(The problem): Please reproduce the items from their start up to and including the line with "M223 324L207 341L209", swapping "beige" for "gray" and keeping everything else the same. Leave the pictures out.
++++++++
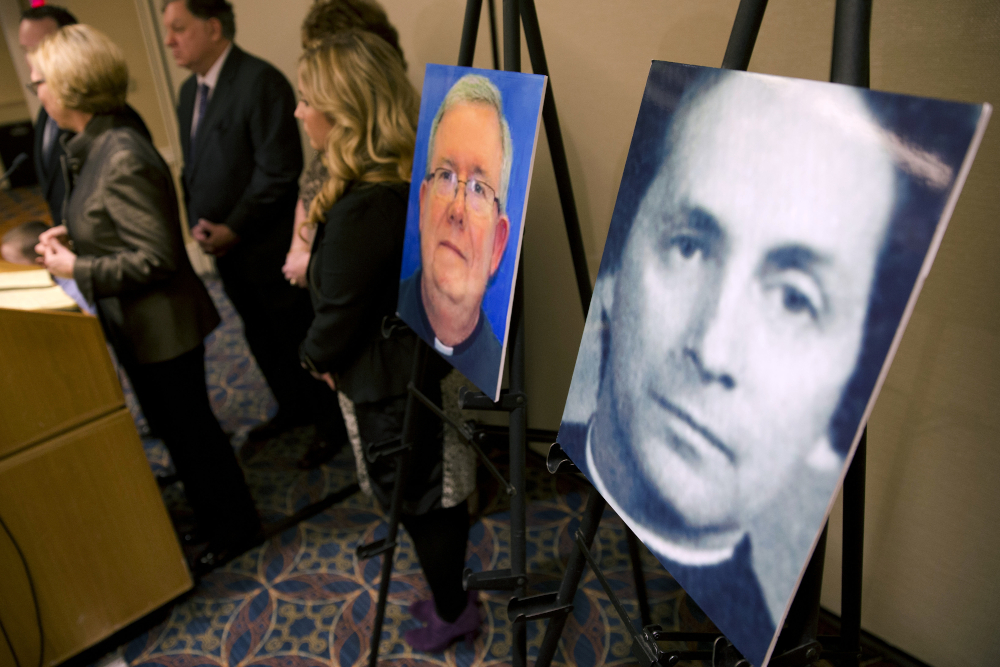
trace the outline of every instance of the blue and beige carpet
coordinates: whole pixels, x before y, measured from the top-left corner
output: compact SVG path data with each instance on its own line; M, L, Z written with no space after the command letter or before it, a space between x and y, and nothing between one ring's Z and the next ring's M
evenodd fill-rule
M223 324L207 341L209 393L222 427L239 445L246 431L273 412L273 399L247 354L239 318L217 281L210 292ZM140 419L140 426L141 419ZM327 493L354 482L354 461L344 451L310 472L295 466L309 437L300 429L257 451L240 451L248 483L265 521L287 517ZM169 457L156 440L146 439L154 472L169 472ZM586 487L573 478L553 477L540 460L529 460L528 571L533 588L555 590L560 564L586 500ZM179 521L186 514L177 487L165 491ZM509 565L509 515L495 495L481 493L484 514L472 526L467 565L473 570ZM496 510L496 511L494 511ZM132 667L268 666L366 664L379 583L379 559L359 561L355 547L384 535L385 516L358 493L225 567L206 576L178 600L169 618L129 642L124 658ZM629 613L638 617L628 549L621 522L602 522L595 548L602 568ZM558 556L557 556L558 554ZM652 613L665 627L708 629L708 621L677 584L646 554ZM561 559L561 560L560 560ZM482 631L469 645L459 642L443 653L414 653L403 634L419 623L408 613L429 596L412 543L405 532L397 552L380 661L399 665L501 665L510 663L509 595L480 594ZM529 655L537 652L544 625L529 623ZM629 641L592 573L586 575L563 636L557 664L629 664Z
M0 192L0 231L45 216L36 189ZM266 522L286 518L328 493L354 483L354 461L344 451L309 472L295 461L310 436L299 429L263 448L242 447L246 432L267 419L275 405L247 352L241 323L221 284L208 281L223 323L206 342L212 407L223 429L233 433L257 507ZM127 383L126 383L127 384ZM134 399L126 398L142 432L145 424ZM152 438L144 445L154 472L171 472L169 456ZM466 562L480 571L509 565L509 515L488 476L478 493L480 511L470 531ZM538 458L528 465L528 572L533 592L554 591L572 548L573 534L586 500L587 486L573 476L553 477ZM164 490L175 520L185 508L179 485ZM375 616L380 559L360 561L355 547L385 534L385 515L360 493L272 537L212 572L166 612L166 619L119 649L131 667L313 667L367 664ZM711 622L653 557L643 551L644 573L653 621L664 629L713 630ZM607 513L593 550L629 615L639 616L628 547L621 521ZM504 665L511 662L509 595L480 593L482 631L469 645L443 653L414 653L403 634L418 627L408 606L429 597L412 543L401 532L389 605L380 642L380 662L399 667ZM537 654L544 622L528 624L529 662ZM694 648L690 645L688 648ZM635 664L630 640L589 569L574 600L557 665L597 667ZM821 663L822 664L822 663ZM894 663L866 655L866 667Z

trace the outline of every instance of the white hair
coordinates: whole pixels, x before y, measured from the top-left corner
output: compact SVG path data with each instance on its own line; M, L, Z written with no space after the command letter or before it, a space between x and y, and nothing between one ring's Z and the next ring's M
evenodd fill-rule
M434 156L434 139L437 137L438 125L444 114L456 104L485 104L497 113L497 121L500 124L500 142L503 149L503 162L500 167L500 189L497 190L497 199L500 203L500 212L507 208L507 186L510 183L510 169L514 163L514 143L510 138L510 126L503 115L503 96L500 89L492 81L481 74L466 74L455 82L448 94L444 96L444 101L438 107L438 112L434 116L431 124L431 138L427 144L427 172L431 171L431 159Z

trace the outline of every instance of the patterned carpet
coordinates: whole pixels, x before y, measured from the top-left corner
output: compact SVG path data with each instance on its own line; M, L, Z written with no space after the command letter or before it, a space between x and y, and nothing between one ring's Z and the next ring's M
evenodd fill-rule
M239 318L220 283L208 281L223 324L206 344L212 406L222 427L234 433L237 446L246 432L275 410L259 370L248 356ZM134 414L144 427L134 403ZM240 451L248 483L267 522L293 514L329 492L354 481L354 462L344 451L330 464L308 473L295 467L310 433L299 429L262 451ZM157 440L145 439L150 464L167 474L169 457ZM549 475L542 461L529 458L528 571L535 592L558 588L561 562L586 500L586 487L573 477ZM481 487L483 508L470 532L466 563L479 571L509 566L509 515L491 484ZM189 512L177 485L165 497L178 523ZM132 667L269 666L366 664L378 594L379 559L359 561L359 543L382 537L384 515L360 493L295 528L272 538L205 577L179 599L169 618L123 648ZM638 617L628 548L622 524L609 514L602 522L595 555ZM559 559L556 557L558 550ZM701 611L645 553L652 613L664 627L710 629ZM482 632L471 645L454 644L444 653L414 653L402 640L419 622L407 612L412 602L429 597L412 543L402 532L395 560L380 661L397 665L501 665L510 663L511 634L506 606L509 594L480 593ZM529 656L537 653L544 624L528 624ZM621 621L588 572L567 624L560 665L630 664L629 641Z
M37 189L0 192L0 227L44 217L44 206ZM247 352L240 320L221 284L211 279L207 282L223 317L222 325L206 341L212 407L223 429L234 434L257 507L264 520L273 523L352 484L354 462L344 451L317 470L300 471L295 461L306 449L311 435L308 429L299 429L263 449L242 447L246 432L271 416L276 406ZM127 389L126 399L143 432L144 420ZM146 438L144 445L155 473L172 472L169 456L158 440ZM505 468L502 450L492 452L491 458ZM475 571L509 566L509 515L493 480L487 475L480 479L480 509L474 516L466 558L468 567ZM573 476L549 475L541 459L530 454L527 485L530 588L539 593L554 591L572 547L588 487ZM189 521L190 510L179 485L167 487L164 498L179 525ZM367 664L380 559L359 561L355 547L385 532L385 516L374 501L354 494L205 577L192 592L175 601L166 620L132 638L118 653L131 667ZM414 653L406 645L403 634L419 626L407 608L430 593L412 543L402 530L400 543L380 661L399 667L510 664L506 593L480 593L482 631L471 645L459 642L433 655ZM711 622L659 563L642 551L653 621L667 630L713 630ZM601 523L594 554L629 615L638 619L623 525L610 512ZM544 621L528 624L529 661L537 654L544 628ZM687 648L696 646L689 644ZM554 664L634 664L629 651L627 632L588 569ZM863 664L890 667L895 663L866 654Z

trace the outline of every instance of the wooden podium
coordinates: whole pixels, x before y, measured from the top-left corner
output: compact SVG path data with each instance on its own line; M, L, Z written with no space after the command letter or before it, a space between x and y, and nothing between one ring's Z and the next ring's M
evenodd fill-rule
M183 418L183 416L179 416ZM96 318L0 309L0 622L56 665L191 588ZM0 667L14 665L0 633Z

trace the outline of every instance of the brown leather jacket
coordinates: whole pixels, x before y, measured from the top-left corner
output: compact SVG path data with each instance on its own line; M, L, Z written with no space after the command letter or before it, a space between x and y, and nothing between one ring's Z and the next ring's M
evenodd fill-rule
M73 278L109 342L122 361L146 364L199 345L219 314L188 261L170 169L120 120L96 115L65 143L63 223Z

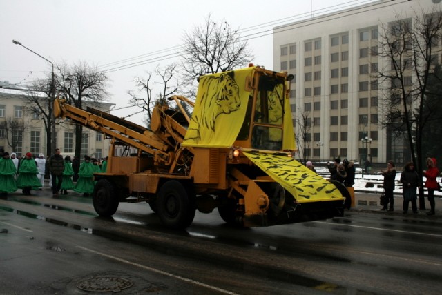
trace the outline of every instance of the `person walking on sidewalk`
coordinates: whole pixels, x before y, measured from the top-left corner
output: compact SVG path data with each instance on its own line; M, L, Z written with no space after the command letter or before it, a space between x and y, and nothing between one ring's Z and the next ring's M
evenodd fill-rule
++++++++
(Solution to the problem):
trace the outline of every instance of the blue and gray carpet
coordinates: whole pixels, x before y, measured from the top-left corner
output: compact SVG path data with each instance on its own line; M, L, Z written with no space after the command letter or before it, a space between x and y, and nothing between one ring's Z and the next ring's M
evenodd fill-rule
M223 324L207 341L209 393L222 427L239 445L246 431L273 412L273 399L247 354L239 318L217 281L210 292ZM140 419L140 426L141 419ZM327 493L354 482L354 461L344 451L310 472L295 466L309 437L300 429L257 451L240 451L248 483L265 521L287 517ZM169 457L156 440L146 439L154 472L169 472ZM586 487L573 478L553 477L540 460L529 460L528 571L533 588L555 590L560 564L586 500ZM179 521L186 514L177 487L165 491ZM509 565L509 515L495 495L481 493L484 514L472 526L467 565L473 570ZM496 510L496 511L494 511ZM132 667L268 666L366 664L379 583L379 559L359 561L355 547L384 535L385 516L358 493L225 567L206 576L178 600L169 618L129 642L124 658ZM629 613L638 617L628 549L621 522L602 522L595 548L602 568ZM558 556L557 556L558 554ZM652 613L665 627L708 629L708 621L677 584L646 554ZM561 559L561 560L560 560ZM482 631L469 645L459 642L443 653L414 653L403 634L419 623L408 613L429 596L412 543L405 532L397 552L380 661L399 665L501 665L510 663L509 595L480 594ZM529 655L537 652L544 625L529 623ZM629 641L592 573L586 575L563 636L557 664L629 664Z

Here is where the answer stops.